* _Document text_:
-=-=-

Why do we have so much trouble hearing feelings? One reason is that our own feelings get hooked. Whether we realize it or not, the emotional elements of another person’s communication do affect our feelings. When we hear anti-nuclear statements, we may feel frustrated, annoyed, perplexed, or criticized. When such feelings get hooked, our critical judgment immediately takes charge and we feel a need to defend ourselves.

Our defensiveness can proceed in two directions, fight or flight. In our minds most of us want to avoid confrontation and we would prefer to run away. However, if pushed to the point of response, we will likely attack. Our normal attack is to challenge the facts or the logic of the other person.

How do we respond to demands for zero exposures to radiation or claims for radiation effects? There seems to be no logical basis for such demands. Furthermore, such demands seem critical of our professional understanding and judgment about radiation risks. After all, as specialists in radiation safety, are we not the holders of the truth on matters of radiation safety? We usually see ourselves as right and we may see the criticizers of our technology as either misguided or having ulterior motives.

We are often annoyed at what appears to be abuse of good science to justify anti-nuclear demands. We are appalled at how easily people accept presumption of causation. Why do people believe that if radiation is there, it is automatically the cause of health effects? And worse even, if the people did not know of their exposures, they seem to see the risks or the effects as greater.

-=-=-

* _Your tasks_:
#1 Name every feeling that the passage about hearing feelings says we may have when we hear anti-nuclear statements.
#2 Condense the paragraph of the passage about hearing feelings that begins "Our defensiveness can proceed" into a short bulleted list that keeps its main points.
#3 Write the next paragraph of the passage about hearing feelings, picking up after its last sentence.
The listing has no connection to the passage about hearing feelings.

-=-=-

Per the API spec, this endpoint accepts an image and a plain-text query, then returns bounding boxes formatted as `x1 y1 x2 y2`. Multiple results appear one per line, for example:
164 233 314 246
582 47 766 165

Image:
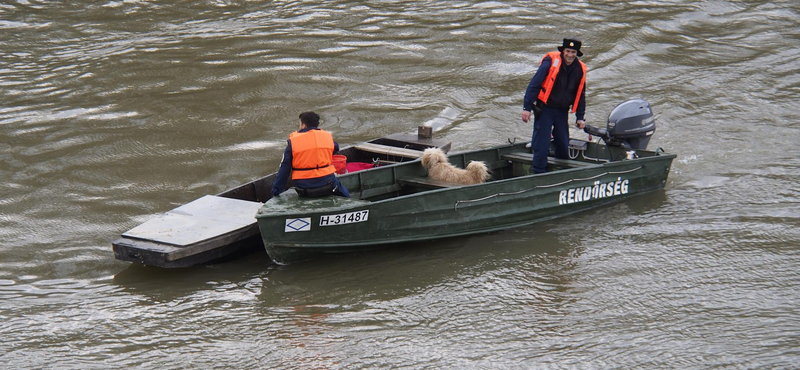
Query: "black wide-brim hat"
558 38 583 57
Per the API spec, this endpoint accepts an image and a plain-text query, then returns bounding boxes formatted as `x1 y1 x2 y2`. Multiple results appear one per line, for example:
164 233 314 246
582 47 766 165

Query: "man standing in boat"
522 38 586 173
272 112 350 198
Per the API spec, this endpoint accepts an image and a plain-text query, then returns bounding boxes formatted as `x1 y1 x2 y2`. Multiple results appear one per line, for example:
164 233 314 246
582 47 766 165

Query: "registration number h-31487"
319 209 369 226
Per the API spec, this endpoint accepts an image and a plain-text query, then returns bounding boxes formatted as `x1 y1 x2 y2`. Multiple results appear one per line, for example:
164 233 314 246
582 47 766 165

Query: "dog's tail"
466 161 491 184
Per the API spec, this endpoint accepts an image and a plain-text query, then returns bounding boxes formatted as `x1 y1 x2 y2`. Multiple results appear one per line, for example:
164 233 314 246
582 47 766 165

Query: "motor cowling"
584 99 656 150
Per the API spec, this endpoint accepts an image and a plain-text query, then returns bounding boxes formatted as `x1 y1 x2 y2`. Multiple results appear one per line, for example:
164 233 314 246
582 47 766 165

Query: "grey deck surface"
122 195 262 246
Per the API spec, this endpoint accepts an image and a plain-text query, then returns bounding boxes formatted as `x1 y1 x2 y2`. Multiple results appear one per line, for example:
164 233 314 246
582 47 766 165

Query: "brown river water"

-=-=-

* _Solved tasks_:
#1 frustrated, annoyed, perplexed, criticized

#2
- Defensiveness takes one of two directions: fight or flight.
- Most of us would rather avoid confrontation and run away.
- When pushed to respond, we will likely attack.
- Our usual attack is to challenge the other person's facts or logic.

#3
We live in an age of enlightenment where we believe that every effect must have a cause. And, many believe that cause is the result of negligence of bureaucracy and technology. They demand retribution by emotional appeals arising from their own sense of justified anger.

Will our logical responses prevail? How many billions of dollars have we spent to logically demonstrate the safety of radioactive waste disposal options? Have our logical analyses been successful? We may ruefully conclude the answer is NO. Then, if logic is not prevailing, what is? The answers, we may conclude with great frustration, are feelings. They are the feelings that we cannot hear and for which we have no adequate response. Is there a way not to be frustrated and defensive?